Problem set:
[a] Answer these questions about the text on monitoring Lactococcus lactis growth with rGO-TFTs:
(i) What role does L. lactis play in dairy production?
(ii) What substrate is the flexible device built on?
(iii) Which electrical property serves as the primary indicator of bacterial concentration?
[b] Can you supply what follows the last sentence of the article on monitoring Lactococcus lactis growth with rGO-TFTs?

Source document:
>>>>

Monitoring of Lactococcus Lactis Growth Based on Reduced-Graphene Oxide TFT for Dairy Industry Applications

Reduced-graphene oxide thin-film transistors (rGO-TFTs) are promising technology for developing miniaturized biosensors. This study investigates the use of rGO-TFTs for monitoring the proliferation of the Lactococcus lactis (L. lactis) bacteria, a crucial fermentation agent in dairy production. While traditional methods for assessing bacterial proliferation in dairy products often involve complex and time-consuming laboratory processes, the rGO-TFT-based biosensors offer a cost-effective and simple alternative, allowing real-time in-situ monitoring of bacteria presence and growth, particularly useful in dairy industry applications.

L. lactis bacteria are essential for milk fermentation, and it's crucial to closely monitor their presence and proliferation in milk to ensure safe and high-quality products. rGO-TFTs can serve as sensitive and stable devices due to the direct interaction between the graphene-based semiconductor and the biological elements, allowing the detection of subtle changes in electrical signals as the bacteria population changes.

The researchers fabricated two types of rGO-TFT devices, one based on a silicon substrate (Si-TFT) and the other on a flexible polyethylene terephthalate substrate (PET-TFT) tested with M17 broth. Both devices were fabricated with interdigitated gold electrodes for measurements in bacterial solution, coupled with a submerged gold electrode acting as the transistor’s gate. The growth of Lactococcus lactis was detected through changes in electrical properties. The changes in electrical properties, specifically focusing on the threshold potential of each sensor, which shifts in case of bacteria proliferation in the solution, were closely monitored. This variation acts as the primary indicator of bacterial concentration.

<<<<

Saved entries
>>>>

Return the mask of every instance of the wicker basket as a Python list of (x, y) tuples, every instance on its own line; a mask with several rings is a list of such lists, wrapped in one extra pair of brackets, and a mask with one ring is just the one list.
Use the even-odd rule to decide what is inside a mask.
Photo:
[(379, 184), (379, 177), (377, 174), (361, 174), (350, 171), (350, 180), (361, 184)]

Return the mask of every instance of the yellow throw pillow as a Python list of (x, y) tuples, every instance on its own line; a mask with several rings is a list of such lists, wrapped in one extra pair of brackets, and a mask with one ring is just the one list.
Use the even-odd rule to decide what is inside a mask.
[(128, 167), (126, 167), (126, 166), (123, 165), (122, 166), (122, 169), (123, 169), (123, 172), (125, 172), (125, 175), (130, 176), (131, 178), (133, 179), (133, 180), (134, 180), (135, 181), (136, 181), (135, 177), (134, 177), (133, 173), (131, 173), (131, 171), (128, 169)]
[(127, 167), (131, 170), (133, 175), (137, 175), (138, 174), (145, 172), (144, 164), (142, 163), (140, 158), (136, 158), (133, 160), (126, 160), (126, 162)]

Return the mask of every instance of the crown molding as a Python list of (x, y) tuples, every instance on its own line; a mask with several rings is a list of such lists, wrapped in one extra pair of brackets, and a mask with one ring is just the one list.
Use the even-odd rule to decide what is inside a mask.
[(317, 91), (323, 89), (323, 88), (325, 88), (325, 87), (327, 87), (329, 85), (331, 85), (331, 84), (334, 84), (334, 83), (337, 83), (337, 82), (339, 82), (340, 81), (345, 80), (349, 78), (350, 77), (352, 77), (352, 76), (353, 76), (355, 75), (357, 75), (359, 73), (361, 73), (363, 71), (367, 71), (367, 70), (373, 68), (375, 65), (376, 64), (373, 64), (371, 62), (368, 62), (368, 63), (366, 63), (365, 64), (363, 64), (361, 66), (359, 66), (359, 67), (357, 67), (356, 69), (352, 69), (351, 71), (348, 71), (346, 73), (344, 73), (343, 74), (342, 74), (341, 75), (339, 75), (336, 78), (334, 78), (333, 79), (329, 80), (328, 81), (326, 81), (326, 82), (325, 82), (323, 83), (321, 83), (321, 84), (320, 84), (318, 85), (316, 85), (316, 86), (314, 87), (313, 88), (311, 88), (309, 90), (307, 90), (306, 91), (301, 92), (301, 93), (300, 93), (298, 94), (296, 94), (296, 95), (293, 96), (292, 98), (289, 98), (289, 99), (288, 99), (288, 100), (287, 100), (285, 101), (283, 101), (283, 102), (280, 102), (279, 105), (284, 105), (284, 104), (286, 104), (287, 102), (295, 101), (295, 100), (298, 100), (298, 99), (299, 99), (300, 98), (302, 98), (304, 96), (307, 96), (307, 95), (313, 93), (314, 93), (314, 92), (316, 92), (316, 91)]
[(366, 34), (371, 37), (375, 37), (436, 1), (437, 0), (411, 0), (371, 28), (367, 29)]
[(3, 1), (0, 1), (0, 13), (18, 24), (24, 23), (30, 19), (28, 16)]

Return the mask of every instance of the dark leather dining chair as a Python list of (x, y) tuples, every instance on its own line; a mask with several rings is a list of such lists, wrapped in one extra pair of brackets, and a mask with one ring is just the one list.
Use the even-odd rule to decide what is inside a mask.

<<<<

Answers for this exercise:
[a]
(i) It is a crucial fermentation agent and is essential for milk fermentation.
(ii) A flexible polyethylene terephthalate substrate (PET-TFT).
(iii) The threshold potential of each sensor, which shifts when bacteria proliferate in the solution.

[b]
Both Si-TFT and PET-TFT sensors demonstrated stability over time, with the PET-TFT consistently showing to be more suitable for detecting bacterial presence, as it reports a clear shift in threshold potential even for low concentrations of L. lactis. The PET-TFT performances enabled it to monitor bacterial growth in real time over several hours. The bacterial proliferation was observed by tracking changes in threshold potential, validating the approach with a well-established optical method. Results confirmed that PET-TFT was highly effective in detecting increases in bacterial concentration, positioning the device as a valuable tool for real-time monitoring of bacterial presence and activity in dairy environments.

Notably, the developed biosensor is potentially scalable and suitable for direct implementation in production lines for in-site bacterial monitoring, significantly reducing the need for traditional lab testing and offering a quicker and more accessible approach to managing bacterial levels and improving dairy quality control. Future works will aim to expand the applications of the rGO-TFTs sensor by adapting the device for detecting bacteriophages (viruses that infect bacteria), further enhancing its utility for food safety and quality assurance in the dairy industry.

In conclusion, this study presented the merit of rGO-TFT biosensors for real-time and rapid bacterial monitoring in dairy production. The PET-TFT, in particular, constitutes a high-performing and cost-effective option that could simplify bacterial growth monitoring for milk fermentation, enhancing quality control, efficiency, and productivity in the dairy sector by enabling precise bacterial growth monitoring.